■ Extract
──────────────────────────────

Percentage distribution in daily share price within all shares for last five years is following normal distribution which is skewed to the right which indicates that most of the swings within a day is only less than or equal to 2%.

Central Limit Theorem

As per central limit theorem, the sampling distribution of the mean will always be normally distributed, as long as the sample size is large enough. The below plots depicting distribution on percentage of swing in daily share prices for various sample sizes adhere to this theorem.

options(digits=2)
 getMeansOfSamples <- function(x, sampleSizes, samples) {
    set.seed(4735)
    xbars <- matrix(rep(0, samples * length(sampleSizes)),nrow = length(sampleSizes), byrow = TRUE)
    for(i in 1:length(sampleSizes)){
      for(j in 1:samples) {
        xbars[i,j] <- mean(sample(x, sampleSizes[i], replace = FALSE))
      }
    }
    xbars
  }

  samples = 1000
  sampleSizes = c(10, 20, 30, 40)

  # Daily Share price swing percentage for random stock in five years 
  xbars <- getMeansOfSamples(DailyPriceSwing$VariationPercent, sampleSizes, samples)
  fig <- list()
  for(i in 1:length(sampleSizes)) {
    print(paste("Mean:", round(mean(xbars[i,]), 2), "SD:", round(sd(xbars[i,]), 2)))
    fig[[i]]<- plot_ly(x = ~xbars[i,], type = "histogram",
                       name = paste("Samplesize", 
                                    sampleSizes[i], sep = ":" )) |>
      layout(xaxis = list(range = c(1,5), title = "Daily Share price variation Percentage"), 
             yaxis = list(range = c(0,100), title = "Density")) 
    
  }
## [1] "Mean: 2.52 SD: 0.58"

──────────────────────────────

■ Requirement 1
In the share price excerpt, how many samples are drawn for each sample size?
■ Requirement 2
Decide whether each statement agrees with the share price excerpt, and quote the words that settle it: (a) the samples are drawn with replacement; (b) the histograms' x-axis runs from 1 to 5; (c) the printed mean for the first sample size is 2.52.
■ Requirement 3
Continue the share price excerpt from its last line.
The items after this share price excerpt have no part in the work.

──────────────────────────────

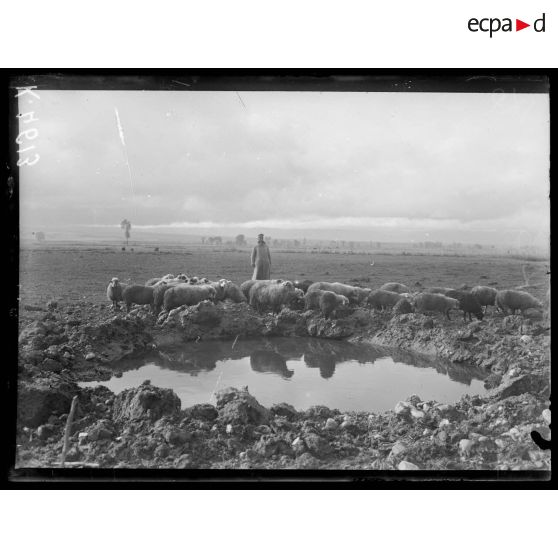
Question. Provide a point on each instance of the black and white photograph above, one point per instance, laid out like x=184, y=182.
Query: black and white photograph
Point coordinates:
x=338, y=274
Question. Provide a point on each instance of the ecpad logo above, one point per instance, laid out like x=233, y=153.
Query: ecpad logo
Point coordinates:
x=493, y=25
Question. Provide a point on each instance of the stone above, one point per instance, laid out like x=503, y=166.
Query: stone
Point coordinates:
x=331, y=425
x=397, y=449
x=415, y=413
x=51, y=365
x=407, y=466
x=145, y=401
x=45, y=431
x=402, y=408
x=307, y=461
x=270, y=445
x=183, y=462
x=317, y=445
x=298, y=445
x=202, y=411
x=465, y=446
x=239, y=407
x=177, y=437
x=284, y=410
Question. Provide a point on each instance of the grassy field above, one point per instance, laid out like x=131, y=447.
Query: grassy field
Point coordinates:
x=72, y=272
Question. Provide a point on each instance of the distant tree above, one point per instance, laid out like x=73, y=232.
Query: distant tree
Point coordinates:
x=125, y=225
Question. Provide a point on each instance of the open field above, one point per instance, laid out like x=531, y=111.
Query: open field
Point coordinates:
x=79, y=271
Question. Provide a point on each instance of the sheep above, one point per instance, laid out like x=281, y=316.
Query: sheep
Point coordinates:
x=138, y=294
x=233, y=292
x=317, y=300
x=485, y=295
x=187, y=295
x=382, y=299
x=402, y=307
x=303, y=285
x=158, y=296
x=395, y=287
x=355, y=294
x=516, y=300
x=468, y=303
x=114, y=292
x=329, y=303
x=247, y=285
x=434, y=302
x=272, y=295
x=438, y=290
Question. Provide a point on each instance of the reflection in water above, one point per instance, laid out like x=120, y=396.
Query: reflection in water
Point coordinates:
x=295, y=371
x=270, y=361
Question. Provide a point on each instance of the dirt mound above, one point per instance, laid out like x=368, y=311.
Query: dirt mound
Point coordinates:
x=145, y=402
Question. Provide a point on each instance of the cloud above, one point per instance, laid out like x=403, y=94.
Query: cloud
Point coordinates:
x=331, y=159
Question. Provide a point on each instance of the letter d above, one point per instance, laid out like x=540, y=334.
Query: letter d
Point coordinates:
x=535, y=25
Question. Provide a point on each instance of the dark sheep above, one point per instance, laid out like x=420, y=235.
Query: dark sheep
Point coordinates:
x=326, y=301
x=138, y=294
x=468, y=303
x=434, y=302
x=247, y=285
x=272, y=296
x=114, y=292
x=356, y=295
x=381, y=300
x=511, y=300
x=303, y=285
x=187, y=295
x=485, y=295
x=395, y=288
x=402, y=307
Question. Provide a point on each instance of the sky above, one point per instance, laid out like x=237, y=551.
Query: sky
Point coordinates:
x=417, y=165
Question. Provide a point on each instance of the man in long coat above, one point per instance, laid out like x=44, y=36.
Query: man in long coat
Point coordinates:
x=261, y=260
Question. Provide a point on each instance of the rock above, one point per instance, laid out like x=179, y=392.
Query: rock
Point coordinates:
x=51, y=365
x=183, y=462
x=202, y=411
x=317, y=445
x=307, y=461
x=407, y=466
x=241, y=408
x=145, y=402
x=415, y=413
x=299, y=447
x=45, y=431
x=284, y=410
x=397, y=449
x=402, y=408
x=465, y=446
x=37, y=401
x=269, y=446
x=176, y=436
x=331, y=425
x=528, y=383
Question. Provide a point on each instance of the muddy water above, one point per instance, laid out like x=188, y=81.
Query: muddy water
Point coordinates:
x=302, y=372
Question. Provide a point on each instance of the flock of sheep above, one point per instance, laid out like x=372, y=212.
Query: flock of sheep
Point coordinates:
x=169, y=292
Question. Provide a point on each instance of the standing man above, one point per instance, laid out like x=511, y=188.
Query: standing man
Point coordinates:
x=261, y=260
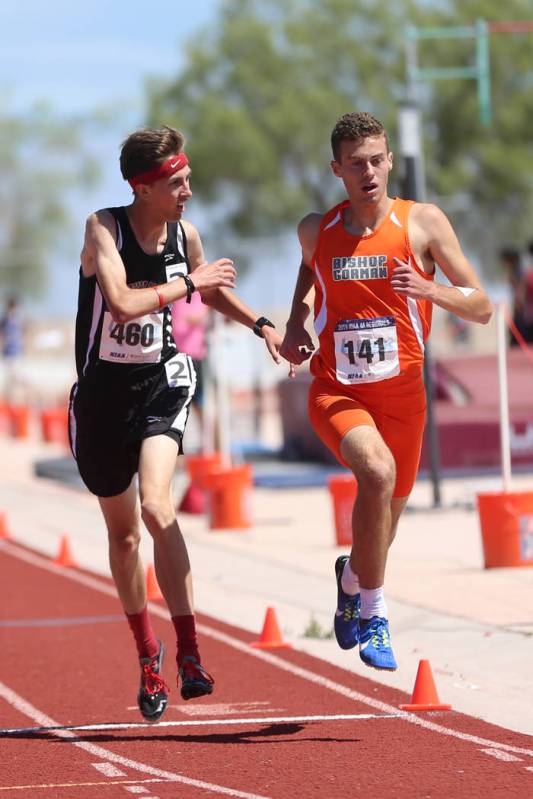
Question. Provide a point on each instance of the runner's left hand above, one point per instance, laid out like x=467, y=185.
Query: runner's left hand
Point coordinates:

──────────────────────────────

■ Exercise response 1
1000 samples are drawn for each sample size.

■ Exercise response 2
(a) No: "replace = FALSE"
(b) Yes: "xaxis = list(range = c(1,5)"
(c) Yes: "Mean: 2.52 SD: 0.58"

■ Exercise response 3
## [1] "Mean: 2.57 SD: 0.45"
## [1] "Mean: 2.56 SD: 0.35"
## [1] "Mean: 2.55 SD: 0.3"
  subplot(fig) |> layout( title = "Daily Share price variation Percentage")

The above plot shows the distribution of daily price in shares is skewed to the right side similar to the original plot.

Sampling Methods

There are three type of sampling methods are used to analyse similar analysis as above. They are simple random sampling without replacement, systematic unequal probabilities and stratified sampling with equal sized data.

options(digits=2)
library(sampling)
# Various sampling methods
 
 #Simple random Sampling without replacement
  sampleSize <- 50
  populationSize <- length(DailyPriceSwing$VariationPercent)
  set.seed(4735)
 s <- srswor(sampleSize, populationSize) 
 rows <- rep(seq(1:populationSize), s)

 par(mfrow = c(2,2))
 
 plot_ly(y =~prop.table(table(DailyPriceSwing$VariationPercent[rows])), type = "bar",
         name = "Simple Randon Sampling without replacement") |>
   layout(title = "Simple Randon Sampling without replacement",
          xaxis = list(range = c(0,15), title = "Daily Price Swing %"), 
          yaxis = list(range = c(0,0.4), title = "Proportion")) 
 # Systematic sampling
library(sampling)
 pik <- inclusionprobabilities(DailyPriceSwing$VariationPercent, sampleSize)

s <- UPsystematic(pik)

sytematicSamples <- DailyPriceSwing$VariationPercent[s!=0]


plot_ly(y =~prop.table(table(sytematicSamples)), type = "bar",
        name = "Systematic Sampling un-equal Probabilities") |>
  layout(title = "Systematic Sampling un-equal Probabilities",
         xaxis = list(range = c(0,15), title = "Daily Price Swing %"), 
         yaxis = list(range = c(0,0.4), title = "Proportion")) 
# Stratified, equal sized strata

sts <- sampling::strata(DailyPriceSwing, stratanames = c("Company"), size = rep(3, 500),
       method = "srswor", description = FALSE)

stSamples <- sampling::getdata(DailyPriceSwing, sts)


plot_ly(y =~prop.table(table(stSamples$VariationPercent)), type = "bar",
        name = "Stratified Sampling") |>
  layout(title = "Stratified Sampling",
         xaxis = list(range = c(0,15), title = "Daily Price Swing %"), 
         yaxis = list(range = c(0,0.4), title = "Proportion")) 

From the above plots it’s clear that, those three samples on the original data also distributed normally and skewed to the right similar to the original one.

Conclusions

From the above analysis on last 5 years of share market data for top 500 companies below observations are made.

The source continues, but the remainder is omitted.